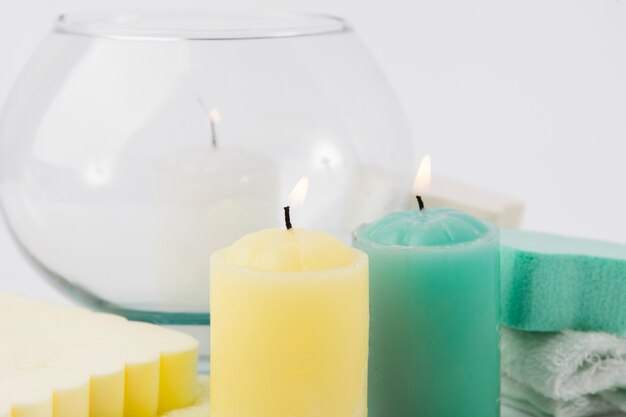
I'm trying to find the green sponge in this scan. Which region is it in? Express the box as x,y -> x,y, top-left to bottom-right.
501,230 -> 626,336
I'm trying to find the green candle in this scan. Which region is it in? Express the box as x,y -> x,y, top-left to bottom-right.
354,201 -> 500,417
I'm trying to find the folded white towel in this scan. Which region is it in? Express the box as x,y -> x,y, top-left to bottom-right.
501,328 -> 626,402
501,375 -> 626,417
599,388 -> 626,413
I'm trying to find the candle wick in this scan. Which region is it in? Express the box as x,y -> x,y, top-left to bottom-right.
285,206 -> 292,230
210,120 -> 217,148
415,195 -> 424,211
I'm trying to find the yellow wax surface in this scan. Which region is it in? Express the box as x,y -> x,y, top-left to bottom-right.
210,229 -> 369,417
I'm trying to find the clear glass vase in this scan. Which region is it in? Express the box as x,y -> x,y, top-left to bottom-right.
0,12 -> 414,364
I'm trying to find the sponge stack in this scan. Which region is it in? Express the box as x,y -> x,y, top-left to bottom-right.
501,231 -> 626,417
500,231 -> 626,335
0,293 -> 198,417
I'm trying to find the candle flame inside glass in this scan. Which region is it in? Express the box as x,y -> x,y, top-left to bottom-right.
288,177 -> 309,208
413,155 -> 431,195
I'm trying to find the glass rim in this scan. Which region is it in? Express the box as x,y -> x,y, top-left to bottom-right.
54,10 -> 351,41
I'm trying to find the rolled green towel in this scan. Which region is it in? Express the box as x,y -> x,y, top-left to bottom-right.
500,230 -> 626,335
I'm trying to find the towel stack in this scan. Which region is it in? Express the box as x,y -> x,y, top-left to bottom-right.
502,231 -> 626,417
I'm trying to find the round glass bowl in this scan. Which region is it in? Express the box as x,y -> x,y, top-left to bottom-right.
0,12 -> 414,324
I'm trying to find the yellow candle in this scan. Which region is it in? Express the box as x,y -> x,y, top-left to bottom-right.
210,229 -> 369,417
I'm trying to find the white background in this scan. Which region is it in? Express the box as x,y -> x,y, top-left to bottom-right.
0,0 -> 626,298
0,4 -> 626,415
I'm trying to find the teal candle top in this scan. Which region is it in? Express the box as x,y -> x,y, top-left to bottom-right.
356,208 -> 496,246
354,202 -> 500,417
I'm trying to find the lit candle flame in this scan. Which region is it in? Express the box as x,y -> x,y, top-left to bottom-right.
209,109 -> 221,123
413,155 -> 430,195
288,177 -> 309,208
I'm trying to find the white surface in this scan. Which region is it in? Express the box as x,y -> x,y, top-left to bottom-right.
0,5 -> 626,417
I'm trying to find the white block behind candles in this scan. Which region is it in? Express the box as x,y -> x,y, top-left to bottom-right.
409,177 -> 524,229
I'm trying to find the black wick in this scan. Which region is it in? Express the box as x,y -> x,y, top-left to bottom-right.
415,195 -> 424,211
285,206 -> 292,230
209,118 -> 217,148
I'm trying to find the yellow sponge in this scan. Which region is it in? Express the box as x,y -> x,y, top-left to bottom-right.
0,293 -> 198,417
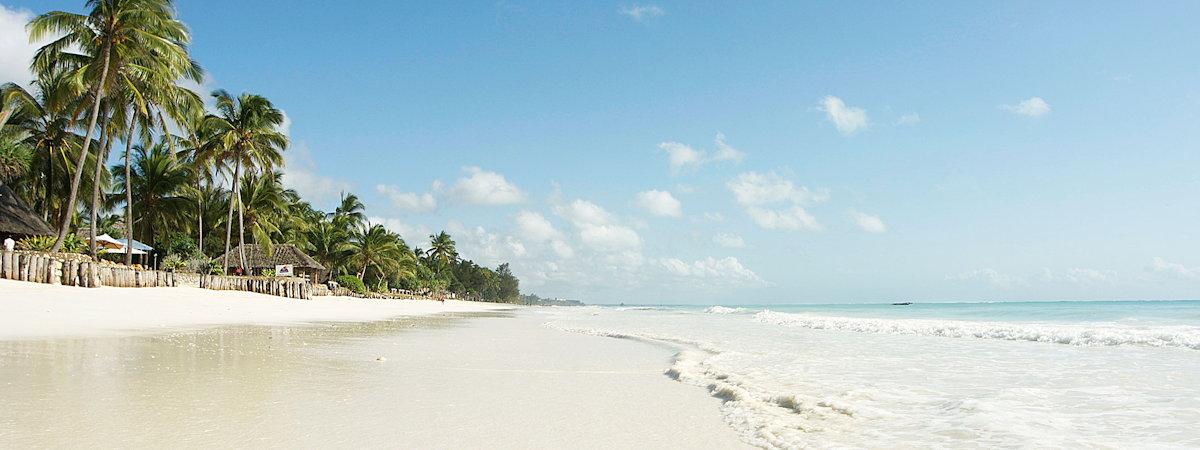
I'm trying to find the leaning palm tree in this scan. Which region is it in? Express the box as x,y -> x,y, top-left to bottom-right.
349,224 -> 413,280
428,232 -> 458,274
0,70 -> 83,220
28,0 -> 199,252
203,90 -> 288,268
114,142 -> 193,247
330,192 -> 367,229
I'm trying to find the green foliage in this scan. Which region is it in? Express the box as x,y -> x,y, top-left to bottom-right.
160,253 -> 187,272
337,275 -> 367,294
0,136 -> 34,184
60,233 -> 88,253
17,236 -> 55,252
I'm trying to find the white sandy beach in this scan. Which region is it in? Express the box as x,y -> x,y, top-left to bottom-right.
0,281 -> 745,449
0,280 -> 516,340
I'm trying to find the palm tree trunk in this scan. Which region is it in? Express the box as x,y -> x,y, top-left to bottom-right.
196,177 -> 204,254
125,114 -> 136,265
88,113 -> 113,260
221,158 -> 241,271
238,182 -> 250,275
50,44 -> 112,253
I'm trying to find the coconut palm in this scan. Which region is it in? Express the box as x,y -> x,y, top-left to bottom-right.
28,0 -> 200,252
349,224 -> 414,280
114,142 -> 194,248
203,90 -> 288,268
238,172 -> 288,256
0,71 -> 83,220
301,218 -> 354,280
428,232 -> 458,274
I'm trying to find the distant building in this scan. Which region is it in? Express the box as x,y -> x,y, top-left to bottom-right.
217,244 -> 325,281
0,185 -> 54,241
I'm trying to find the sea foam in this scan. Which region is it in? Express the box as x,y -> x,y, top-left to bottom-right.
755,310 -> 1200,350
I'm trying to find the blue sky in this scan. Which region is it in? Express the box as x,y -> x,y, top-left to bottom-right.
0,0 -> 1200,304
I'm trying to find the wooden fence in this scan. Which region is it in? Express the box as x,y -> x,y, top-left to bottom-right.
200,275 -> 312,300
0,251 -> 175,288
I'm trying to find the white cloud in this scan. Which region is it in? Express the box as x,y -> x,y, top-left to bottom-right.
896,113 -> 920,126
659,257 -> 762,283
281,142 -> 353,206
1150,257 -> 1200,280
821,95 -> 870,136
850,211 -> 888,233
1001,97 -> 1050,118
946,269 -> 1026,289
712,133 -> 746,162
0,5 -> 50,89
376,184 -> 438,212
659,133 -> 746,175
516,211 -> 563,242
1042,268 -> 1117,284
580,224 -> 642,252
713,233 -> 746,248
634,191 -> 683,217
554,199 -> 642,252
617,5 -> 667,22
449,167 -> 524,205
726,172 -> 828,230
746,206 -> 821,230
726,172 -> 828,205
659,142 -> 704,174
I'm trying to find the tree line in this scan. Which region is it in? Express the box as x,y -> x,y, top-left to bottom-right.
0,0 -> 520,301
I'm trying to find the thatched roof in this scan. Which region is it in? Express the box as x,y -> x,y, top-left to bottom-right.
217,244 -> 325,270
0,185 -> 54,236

----

▸ Instruction
Render every line of the records above as a Markdown table with the columns "Row" and "Line," numbering the rows in order and omitting blank lines. Leave the pictures out of the answer.

▸ Task answer
| Row | Line |
|---|---|
| 1 | I'm trying to find the green sponge in this scan. Which region is it in? Express the box as x,y -> x,y, top-left to bottom-right. |
| 2 | 501,230 -> 626,336 |
| 3 | I'm trying to find the green candle in this scan. Which region is it in? Express the box as x,y -> x,y, top-left to bottom-right. |
| 4 | 354,201 -> 500,417 |
| 5 | I'm trying to find the folded white towel in this scan. Which region is it in? Express the box as x,y -> x,y, top-left to bottom-right. |
| 6 | 501,328 -> 626,402 |
| 7 | 501,375 -> 626,417 |
| 8 | 599,388 -> 626,413 |
| 9 | I'm trying to find the candle wick in this scan. Which region is it in? Express the box as x,y -> x,y, top-left to bottom-right. |
| 10 | 285,206 -> 292,230 |
| 11 | 210,120 -> 217,148 |
| 12 | 415,195 -> 424,211 |
| 13 | I'm trying to find the yellow wax surface in this scan. Which region is it in? Express the box as x,y -> x,y, top-left to bottom-right. |
| 14 | 210,229 -> 369,417 |
| 15 | I'm trying to find the clear glass vase in this scan. Which region is it in? Express the box as x,y -> x,y, top-left to bottom-right. |
| 16 | 0,12 -> 414,364 |
| 17 | I'm trying to find the sponge stack in this scan. Which region is it in? Express the box as x,y -> x,y, top-left to bottom-right. |
| 18 | 501,231 -> 626,417 |
| 19 | 500,231 -> 626,335 |
| 20 | 0,293 -> 198,417 |
| 21 | I'm trying to find the candle flame inside glass in this scan. Which region is it in? Express the box as x,y -> x,y, top-left to bottom-right. |
| 22 | 288,177 -> 309,208 |
| 23 | 413,155 -> 431,195 |
| 24 | I'm trying to find the glass rim in this scan. Which region is it in? Express the box as x,y -> x,y, top-left to bottom-right. |
| 25 | 54,10 -> 351,41 |
| 26 | I'm trying to find the rolled green towel in this scan. Which region is it in? Express the box as x,y -> x,y, top-left to bottom-right. |
| 27 | 500,230 -> 626,335 |
| 28 | I'm trying to find the towel stack in this scan. Which region is it in? Express the box as x,y -> x,y, top-left to bottom-right. |
| 29 | 502,231 -> 626,417 |
| 30 | I'm trying to find the round glass bowl in this scan. Which region is it in? Express the box as x,y -> x,y, top-left to bottom-right. |
| 31 | 0,12 -> 414,324 |
| 32 | I'm trying to find the yellow candle in this scan. Which region is it in? Express the box as x,y -> x,y, top-left to bottom-right. |
| 33 | 210,229 -> 369,417 |
| 34 | I'm trying to find the white background in this scan. Which region is it in? Express the box as x,y -> x,y, top-left to bottom-right. |
| 35 | 0,0 -> 626,298 |
| 36 | 0,4 -> 626,415 |
| 37 | I'm trying to find the teal candle top in this scan. Which region is it in? Express the box as x,y -> x,y, top-left to bottom-right. |
| 38 | 356,208 -> 496,246 |
| 39 | 354,202 -> 500,417 |
| 40 | I'm trying to find the lit candle flame in this scan. Which region is it in? Express the box as x,y -> x,y, top-left to bottom-right. |
| 41 | 209,109 -> 221,123 |
| 42 | 413,155 -> 430,195 |
| 43 | 288,177 -> 309,208 |
| 44 | I'm trying to find the white surface in this scan. Which region is it in? Express the box as x,y -> x,y, top-left to bottom-right. |
| 45 | 0,5 -> 626,417 |
| 46 | I'm trying to find the white block behind candles in this scan. Which region is it in? Express the box as x,y -> x,y, top-left to bottom-right. |
| 47 | 409,177 -> 524,229 |
| 48 | I'm trying to find the black wick in this scan. Which region is it in? Express the box as x,y -> x,y, top-left to bottom-right. |
| 49 | 415,195 -> 424,211 |
| 50 | 285,206 -> 292,230 |
| 51 | 209,118 -> 217,148 |
| 52 | I'm trying to find the yellow sponge in this scan. Which region is it in? Express the box as x,y -> x,y, top-left to bottom-right. |
| 53 | 0,293 -> 198,417 |
| 54 | I'm trying to find the leaning palm tree in this scan. Which region is it in? Express the box as x,y -> x,y, top-left to bottom-right. |
| 55 | 349,224 -> 413,280 |
| 56 | 428,232 -> 458,274 |
| 57 | 0,70 -> 83,220 |
| 58 | 28,0 -> 199,252 |
| 59 | 203,90 -> 288,268 |
| 60 | 114,142 -> 193,247 |
| 61 | 330,192 -> 367,229 |
| 62 | I'm trying to find the green foliage in this scan. Which region is it in? Express the box as x,y -> x,y, top-left to bottom-right. |
| 63 | 160,253 -> 187,272 |
| 64 | 337,275 -> 367,294 |
| 65 | 0,136 -> 34,184 |
| 66 | 60,233 -> 88,253 |
| 67 | 17,236 -> 55,252 |
| 68 | I'm trying to find the white sandy beach in this scan. Which region is it in? Express the box as x,y -> x,y, top-left to bottom-right. |
| 69 | 0,281 -> 745,449 |
| 70 | 0,280 -> 516,340 |
| 71 | I'm trying to find the palm tree trunk in this scan. Which region is it in? Express the box as x,y -> x,y, top-left to bottom-right. |
| 72 | 196,177 -> 204,254 |
| 73 | 125,114 -> 136,265 |
| 74 | 88,113 -> 113,260 |
| 75 | 221,158 -> 241,271 |
| 76 | 238,182 -> 250,275 |
| 77 | 50,44 -> 112,253 |
| 78 | I'm trying to find the coconut palm in this scan. Which region is it in? Express the box as x,y -> x,y, top-left to bottom-right. |
| 79 | 28,0 -> 200,252 |
| 80 | 349,224 -> 414,280 |
| 81 | 114,142 -> 194,248 |
| 82 | 203,90 -> 288,268 |
| 83 | 238,172 -> 288,256 |
| 84 | 0,71 -> 83,220 |
| 85 | 301,218 -> 354,280 |
| 86 | 428,232 -> 458,274 |
| 87 | I'm trying to find the distant building in this scan. Which region is it in? Express the box as x,y -> x,y, top-left to bottom-right. |
| 88 | 217,244 -> 325,281 |
| 89 | 0,185 -> 54,241 |
| 90 | I'm trying to find the sea foam in this scan. Which region is it in? Express the box as x,y -> x,y, top-left to bottom-right. |
| 91 | 755,310 -> 1200,350 |
| 92 | I'm trying to find the blue sky in this scan. Which region is it in? Express the box as x,y -> x,y, top-left to bottom-right. |
| 93 | 0,0 -> 1200,304 |
| 94 | I'm trying to find the wooden fence in this scan. Which region is it in? Express the box as x,y -> x,y, top-left to bottom-right. |
| 95 | 200,275 -> 312,300 |
| 96 | 0,251 -> 175,288 |
| 97 | I'm trying to find the white cloud in this scan. Which region is it in? Express the box as x,y -> x,y, top-left to bottom-right. |
| 98 | 896,113 -> 920,126 |
| 99 | 659,257 -> 762,283 |
| 100 | 281,142 -> 353,206 |
| 101 | 1150,257 -> 1200,280 |
| 102 | 821,95 -> 870,136 |
| 103 | 850,211 -> 888,233 |
| 104 | 1001,97 -> 1050,118 |
| 105 | 946,269 -> 1026,289 |
| 106 | 712,133 -> 746,162 |
| 107 | 0,5 -> 50,89 |
| 108 | 376,184 -> 438,212 |
| 109 | 659,133 -> 746,175 |
| 110 | 516,211 -> 563,242 |
| 111 | 1042,268 -> 1117,284 |
| 112 | 580,224 -> 642,252 |
| 113 | 713,233 -> 746,248 |
| 114 | 634,191 -> 683,217 |
| 115 | 554,199 -> 642,252 |
| 116 | 617,5 -> 667,22 |
| 117 | 449,167 -> 524,205 |
| 118 | 726,172 -> 828,230 |
| 119 | 746,206 -> 821,230 |
| 120 | 726,172 -> 828,205 |
| 121 | 659,142 -> 704,174 |
| 122 | I'm trying to find the tree line in this scan. Which region is it in? Express the box as x,y -> x,y, top-left to bottom-right. |
| 123 | 0,0 -> 520,301 |
| 124 | I'm trying to find the thatched roof in this scan. Which region is it in? Express the box as x,y -> x,y, top-left to bottom-right. |
| 125 | 217,244 -> 325,270 |
| 126 | 0,185 -> 54,236 |